» Exercise brief:
Please repeat every line below exactly, from the first to the last.

» Material provided:
-------------------------

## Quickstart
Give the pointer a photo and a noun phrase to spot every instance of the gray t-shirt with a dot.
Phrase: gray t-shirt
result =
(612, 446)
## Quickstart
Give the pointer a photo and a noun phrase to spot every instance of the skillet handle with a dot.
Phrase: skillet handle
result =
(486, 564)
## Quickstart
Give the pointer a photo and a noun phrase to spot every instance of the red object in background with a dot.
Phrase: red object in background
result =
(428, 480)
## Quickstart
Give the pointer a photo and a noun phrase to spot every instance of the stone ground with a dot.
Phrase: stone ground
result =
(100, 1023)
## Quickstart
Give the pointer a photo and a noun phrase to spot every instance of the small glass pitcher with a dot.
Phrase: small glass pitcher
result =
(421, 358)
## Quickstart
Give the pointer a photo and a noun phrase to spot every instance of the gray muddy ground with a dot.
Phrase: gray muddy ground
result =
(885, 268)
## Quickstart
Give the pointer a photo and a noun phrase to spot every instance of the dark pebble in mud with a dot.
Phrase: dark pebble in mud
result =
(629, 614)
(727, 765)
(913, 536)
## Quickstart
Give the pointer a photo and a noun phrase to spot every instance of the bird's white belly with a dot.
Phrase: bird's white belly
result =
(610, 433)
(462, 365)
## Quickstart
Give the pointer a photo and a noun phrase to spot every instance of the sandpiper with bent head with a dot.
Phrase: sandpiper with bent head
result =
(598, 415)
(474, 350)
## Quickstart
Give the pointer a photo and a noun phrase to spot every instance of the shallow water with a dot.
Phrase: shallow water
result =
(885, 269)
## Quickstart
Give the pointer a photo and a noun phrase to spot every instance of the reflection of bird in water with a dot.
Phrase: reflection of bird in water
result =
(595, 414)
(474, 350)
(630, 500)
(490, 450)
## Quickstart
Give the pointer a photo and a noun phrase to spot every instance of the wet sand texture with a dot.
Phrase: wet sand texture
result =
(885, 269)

-------------------------

» Response area:
## Quickstart
Give the pointer a photo and a noun phrase to spot every instance of the gray t-shirt with a dot.
Phrase: gray t-shirt
result =
(612, 446)
## Quickstart
Give the pointer a photo and a noun phrase to spot every instance of the skillet handle with a dot.
Phrase: skillet handle
result =
(486, 564)
## Quickstart
Give the pointer a photo and a noun phrase to spot every instance of the red object in background with a dot.
Phrase: red object in background
result =
(428, 480)
## Quickstart
Give the pointer a photo and a noun phrase to spot every instance of the stone ground with a dot.
Phrase: stone ground
result =
(100, 1023)
## Quickstart
Give the pointer a photo and a noun phrase to spot every instance of the small glass pitcher with a dot.
Phrase: small glass pitcher
result =
(421, 358)
## Quickstart
Give the pointer a photo and a noun phrase to spot every instance of the gray muddy ground with a dot.
Phrase: gray muddy ground
result =
(885, 268)
## Quickstart
Give the pointer a photo and a noun phrase to spot every instance of the dark pebble in mud with a dot.
Phrase: dark pebble in mud
result =
(629, 614)
(727, 765)
(913, 536)
## Quickstart
Give the pointer a photo and a noun phrase to spot every instance of the bird's white belly with a dot.
Phrase: bird's white belly
result =
(610, 433)
(462, 365)
## Quickstart
Give the pointer a photo and a noun phrase to spot every instance of the sandpiper with bent head with a dot.
Phrase: sandpiper with bent head
result =
(598, 415)
(474, 350)
## Quickstart
Give the pointer a photo and a noun phrase to spot every instance of the shallow water with a dot.
Phrase: shallow water
result =
(885, 269)
## Quickstart
Give the pointer a photo and a noun phrase to spot every instance of the reflection of bird in water with a dot.
Phrase: reflection of bird in water
result =
(595, 414)
(474, 350)
(630, 500)
(490, 450)
## Quickstart
Give the pointer a photo and a noun phrase to spot every instance of the wet sand texture with a dot.
Phrase: wet sand texture
result =
(885, 269)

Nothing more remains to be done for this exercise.